● **What is expected**
Pictures excluded, please transcribe exactly the lines from the one with "of the pale" through the end of the records below, and nothing more.

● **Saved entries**
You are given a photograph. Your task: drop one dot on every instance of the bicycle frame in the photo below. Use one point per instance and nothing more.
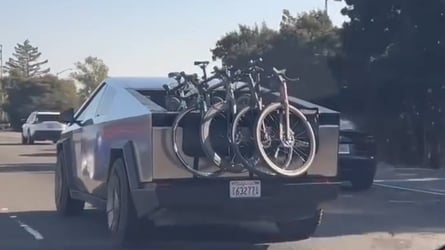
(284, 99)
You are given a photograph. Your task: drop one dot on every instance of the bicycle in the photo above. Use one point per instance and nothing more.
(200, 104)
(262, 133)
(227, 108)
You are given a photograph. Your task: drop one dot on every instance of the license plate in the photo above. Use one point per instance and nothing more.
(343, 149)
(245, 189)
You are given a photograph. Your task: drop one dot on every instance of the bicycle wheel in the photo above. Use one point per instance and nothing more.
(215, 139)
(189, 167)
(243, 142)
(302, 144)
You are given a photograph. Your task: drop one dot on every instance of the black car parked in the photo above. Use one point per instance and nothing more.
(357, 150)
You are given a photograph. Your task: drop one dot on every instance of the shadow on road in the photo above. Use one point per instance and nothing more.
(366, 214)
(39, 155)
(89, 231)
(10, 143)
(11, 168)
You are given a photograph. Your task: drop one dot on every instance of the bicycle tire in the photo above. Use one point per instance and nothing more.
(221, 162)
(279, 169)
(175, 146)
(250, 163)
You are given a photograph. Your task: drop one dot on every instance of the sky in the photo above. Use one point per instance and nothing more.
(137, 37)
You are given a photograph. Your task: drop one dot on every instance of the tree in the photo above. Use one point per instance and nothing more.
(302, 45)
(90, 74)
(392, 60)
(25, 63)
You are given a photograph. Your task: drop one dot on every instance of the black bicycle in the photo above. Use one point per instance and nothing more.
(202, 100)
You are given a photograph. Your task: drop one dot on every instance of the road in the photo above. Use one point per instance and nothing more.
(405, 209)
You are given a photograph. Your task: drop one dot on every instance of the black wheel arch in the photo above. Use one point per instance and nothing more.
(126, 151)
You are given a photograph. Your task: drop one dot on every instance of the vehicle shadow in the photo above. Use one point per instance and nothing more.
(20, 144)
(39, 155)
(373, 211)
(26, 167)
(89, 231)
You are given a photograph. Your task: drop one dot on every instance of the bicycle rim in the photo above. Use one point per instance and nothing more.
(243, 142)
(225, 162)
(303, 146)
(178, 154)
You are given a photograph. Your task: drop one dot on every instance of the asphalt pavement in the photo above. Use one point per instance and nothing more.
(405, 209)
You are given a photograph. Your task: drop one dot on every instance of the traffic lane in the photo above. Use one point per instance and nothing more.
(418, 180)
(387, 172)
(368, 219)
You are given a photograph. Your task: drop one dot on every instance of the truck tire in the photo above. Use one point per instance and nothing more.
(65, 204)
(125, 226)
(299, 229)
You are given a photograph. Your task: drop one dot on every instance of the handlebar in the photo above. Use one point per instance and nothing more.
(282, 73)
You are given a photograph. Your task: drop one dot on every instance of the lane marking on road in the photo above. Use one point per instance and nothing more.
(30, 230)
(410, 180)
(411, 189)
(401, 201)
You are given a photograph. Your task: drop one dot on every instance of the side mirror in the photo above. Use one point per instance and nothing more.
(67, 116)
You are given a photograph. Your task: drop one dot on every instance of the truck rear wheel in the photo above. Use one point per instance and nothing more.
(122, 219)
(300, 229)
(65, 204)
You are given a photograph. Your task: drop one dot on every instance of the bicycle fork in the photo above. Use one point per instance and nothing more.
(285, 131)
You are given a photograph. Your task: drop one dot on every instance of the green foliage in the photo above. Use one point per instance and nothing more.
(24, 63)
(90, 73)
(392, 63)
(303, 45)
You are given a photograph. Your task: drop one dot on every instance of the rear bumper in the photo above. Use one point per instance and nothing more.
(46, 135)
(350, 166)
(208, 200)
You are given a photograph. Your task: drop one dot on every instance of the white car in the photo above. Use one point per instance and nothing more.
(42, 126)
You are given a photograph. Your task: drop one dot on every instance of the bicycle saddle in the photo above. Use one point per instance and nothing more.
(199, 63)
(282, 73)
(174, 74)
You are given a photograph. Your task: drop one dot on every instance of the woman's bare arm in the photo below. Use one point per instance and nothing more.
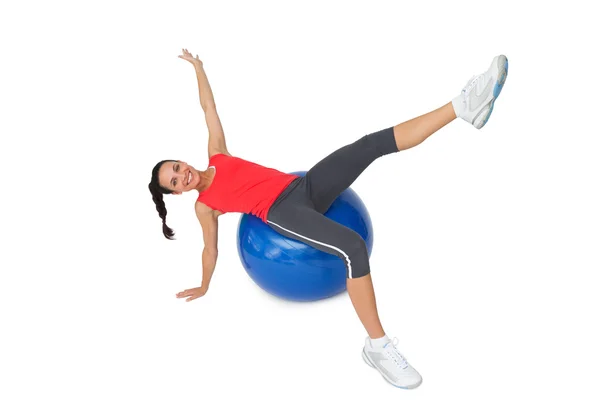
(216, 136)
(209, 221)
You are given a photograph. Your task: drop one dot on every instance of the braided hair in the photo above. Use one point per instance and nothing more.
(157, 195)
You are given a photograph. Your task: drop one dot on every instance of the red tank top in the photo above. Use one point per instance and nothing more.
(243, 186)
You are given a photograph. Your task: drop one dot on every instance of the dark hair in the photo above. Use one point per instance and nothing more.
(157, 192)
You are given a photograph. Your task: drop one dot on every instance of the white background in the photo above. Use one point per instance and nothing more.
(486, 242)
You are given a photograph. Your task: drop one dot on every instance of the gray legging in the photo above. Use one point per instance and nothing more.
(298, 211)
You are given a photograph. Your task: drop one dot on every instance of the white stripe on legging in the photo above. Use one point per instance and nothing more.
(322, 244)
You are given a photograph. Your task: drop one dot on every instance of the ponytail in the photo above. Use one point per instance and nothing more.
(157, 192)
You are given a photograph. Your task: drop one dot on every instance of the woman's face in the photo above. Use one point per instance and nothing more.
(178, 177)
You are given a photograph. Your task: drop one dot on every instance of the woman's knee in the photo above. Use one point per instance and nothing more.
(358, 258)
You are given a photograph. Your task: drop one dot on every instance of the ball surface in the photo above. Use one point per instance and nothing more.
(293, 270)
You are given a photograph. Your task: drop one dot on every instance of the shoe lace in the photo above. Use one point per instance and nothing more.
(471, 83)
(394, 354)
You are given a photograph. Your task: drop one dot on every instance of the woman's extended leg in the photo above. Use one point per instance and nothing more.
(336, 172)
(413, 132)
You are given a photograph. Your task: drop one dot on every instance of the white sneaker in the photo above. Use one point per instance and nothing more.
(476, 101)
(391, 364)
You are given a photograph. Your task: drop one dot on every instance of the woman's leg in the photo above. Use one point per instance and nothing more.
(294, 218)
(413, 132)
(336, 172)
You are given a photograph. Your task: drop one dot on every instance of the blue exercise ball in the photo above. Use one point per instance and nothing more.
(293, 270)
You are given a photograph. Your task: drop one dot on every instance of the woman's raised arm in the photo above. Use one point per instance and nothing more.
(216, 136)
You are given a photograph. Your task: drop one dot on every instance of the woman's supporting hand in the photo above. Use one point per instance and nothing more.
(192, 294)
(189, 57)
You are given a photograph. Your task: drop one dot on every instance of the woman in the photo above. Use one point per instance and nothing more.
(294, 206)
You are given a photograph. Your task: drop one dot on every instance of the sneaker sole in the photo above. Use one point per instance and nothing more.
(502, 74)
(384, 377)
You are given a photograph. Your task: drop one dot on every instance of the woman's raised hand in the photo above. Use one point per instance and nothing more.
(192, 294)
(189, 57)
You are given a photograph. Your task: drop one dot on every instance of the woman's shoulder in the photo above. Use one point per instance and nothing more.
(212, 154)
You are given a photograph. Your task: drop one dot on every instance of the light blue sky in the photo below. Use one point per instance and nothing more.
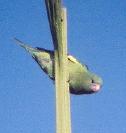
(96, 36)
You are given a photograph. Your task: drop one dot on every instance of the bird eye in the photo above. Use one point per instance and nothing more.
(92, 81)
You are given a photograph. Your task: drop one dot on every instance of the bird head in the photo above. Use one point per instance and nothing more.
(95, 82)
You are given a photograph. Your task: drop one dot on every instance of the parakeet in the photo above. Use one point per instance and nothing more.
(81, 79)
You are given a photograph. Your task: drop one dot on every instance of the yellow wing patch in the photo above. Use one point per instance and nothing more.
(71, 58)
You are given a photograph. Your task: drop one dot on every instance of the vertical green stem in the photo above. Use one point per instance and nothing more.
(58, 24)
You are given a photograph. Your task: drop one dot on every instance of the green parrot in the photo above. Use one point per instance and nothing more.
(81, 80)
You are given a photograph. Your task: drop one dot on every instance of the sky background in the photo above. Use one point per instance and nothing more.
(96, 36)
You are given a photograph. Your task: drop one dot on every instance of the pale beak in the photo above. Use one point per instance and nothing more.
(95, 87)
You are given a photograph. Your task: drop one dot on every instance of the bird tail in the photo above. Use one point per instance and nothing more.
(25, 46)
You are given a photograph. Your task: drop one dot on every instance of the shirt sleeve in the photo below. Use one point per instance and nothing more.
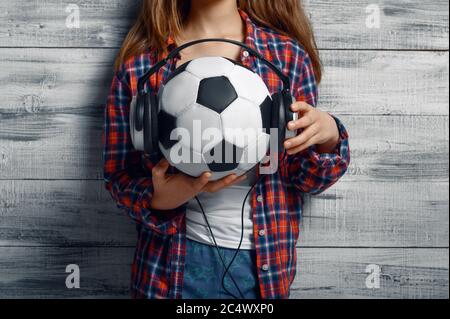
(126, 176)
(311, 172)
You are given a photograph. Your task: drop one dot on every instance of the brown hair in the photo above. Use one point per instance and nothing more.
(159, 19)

● **Answer space**
You are given a photograph. Your task: drop one dot on every instance of the pale beak in the photo above. Use one point per instance and nothing more.
(95, 87)
You are given a photograph. Your task: drop one dot on every instance of the bird tail in the photo above. Use one point per instance and nothing more.
(25, 46)
You are given a photograph. Your task: drop one dot on every instance of the shirt sleeve in the photo below. Use one point per instance and nothing more.
(126, 176)
(311, 172)
You are given a photograph. Your task: drop one dot on every instance of the brown hair in the photo above. Use one point per instance and nothing more.
(159, 19)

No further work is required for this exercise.